**Written problem:**
Count the lines in the material below that contain the string "rear", and give only the number.
──────
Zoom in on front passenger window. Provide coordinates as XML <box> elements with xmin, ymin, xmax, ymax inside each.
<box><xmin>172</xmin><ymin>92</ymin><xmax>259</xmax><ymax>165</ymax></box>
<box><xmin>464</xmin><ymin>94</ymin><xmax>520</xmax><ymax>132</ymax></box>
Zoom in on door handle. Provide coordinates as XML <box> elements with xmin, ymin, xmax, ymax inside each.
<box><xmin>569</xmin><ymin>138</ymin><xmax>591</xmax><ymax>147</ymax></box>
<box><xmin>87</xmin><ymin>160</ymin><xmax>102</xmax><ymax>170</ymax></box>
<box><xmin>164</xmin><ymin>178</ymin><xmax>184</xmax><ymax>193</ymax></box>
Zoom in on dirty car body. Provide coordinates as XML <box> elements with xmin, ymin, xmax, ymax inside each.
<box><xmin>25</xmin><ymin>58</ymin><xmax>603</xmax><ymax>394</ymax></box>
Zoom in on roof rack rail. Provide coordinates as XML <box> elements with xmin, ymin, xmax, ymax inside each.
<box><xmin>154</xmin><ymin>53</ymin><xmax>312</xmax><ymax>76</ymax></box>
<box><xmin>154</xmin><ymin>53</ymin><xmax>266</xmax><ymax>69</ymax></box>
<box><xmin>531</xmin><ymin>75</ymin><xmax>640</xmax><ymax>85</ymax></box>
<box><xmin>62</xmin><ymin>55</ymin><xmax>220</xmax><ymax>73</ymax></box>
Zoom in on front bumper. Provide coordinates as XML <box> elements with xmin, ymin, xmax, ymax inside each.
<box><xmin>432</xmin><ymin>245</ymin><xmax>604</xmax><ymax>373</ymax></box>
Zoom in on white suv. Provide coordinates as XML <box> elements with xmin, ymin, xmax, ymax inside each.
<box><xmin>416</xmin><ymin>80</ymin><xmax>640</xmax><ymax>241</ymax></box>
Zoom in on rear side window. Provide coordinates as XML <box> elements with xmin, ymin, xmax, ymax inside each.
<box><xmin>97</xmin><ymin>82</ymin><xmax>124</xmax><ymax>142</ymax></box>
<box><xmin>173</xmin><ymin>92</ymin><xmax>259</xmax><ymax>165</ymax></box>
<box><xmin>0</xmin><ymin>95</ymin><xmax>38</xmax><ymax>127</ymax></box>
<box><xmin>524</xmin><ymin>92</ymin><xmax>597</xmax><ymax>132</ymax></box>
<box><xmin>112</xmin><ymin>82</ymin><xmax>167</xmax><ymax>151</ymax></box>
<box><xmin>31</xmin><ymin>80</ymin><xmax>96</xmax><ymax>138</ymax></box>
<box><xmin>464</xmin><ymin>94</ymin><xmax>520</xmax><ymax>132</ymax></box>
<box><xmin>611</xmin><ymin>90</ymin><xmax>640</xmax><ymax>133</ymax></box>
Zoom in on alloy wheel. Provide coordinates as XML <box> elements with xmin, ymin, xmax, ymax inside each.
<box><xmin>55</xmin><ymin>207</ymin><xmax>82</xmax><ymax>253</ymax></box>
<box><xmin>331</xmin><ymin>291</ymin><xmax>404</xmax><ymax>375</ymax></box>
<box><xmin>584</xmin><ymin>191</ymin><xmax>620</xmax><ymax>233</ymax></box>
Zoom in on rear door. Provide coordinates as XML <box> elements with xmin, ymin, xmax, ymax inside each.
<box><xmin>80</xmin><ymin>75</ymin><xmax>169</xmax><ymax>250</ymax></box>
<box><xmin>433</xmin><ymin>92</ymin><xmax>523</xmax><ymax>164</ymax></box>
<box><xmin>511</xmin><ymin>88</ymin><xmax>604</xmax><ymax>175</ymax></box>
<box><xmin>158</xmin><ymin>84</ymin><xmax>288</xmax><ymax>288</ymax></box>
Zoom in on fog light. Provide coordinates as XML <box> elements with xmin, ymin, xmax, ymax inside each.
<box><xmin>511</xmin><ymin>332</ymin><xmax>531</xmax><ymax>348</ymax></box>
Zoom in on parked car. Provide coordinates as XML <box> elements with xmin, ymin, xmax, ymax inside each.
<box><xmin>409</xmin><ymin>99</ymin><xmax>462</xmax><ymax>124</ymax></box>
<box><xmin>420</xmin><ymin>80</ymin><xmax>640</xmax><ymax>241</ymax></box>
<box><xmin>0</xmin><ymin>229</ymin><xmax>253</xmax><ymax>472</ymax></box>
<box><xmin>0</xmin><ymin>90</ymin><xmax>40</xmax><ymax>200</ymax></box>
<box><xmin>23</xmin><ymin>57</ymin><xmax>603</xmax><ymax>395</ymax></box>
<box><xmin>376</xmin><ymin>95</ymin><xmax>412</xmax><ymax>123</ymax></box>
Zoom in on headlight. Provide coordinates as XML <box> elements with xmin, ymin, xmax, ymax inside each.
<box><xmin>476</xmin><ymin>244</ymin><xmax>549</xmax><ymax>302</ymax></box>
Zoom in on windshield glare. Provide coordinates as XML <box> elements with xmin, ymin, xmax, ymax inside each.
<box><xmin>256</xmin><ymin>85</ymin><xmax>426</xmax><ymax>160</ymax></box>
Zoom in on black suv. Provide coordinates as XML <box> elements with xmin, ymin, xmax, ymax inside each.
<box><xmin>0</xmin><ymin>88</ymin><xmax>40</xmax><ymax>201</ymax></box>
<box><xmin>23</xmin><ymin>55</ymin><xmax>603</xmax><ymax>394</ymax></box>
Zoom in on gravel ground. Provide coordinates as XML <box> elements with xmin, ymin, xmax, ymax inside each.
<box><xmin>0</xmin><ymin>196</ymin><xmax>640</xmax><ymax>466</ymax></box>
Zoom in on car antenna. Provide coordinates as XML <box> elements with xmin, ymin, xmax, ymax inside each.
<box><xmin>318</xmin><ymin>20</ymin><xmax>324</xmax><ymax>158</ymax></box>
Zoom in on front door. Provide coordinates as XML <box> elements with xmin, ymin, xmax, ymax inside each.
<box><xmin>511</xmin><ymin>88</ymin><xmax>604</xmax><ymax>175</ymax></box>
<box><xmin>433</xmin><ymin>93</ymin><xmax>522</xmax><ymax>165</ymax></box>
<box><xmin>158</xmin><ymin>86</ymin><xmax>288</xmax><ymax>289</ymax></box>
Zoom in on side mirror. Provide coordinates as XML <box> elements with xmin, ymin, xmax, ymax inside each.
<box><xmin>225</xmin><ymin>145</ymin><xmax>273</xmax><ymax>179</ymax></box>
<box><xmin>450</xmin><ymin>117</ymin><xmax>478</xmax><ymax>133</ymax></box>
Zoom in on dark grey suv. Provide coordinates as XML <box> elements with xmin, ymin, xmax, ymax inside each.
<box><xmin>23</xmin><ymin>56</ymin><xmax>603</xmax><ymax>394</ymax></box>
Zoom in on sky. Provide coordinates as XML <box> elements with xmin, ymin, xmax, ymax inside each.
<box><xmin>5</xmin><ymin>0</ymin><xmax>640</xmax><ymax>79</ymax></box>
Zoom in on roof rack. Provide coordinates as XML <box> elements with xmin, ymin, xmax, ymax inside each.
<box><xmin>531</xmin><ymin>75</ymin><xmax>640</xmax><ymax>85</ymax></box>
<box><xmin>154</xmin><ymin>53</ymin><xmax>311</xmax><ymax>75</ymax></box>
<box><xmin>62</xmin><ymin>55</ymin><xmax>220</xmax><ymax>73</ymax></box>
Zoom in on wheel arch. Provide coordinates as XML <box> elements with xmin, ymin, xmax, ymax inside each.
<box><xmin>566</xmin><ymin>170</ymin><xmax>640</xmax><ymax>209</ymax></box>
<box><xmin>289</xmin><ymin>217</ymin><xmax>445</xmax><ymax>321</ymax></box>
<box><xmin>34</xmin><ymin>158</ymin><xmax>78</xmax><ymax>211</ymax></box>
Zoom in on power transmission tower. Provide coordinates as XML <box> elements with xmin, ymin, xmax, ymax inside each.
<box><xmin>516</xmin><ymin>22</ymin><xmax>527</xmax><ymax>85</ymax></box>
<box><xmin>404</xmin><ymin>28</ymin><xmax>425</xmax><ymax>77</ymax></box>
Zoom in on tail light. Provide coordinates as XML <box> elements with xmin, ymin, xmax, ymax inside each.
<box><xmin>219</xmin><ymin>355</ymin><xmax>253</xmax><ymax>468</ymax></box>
──────
**Full answer:**
2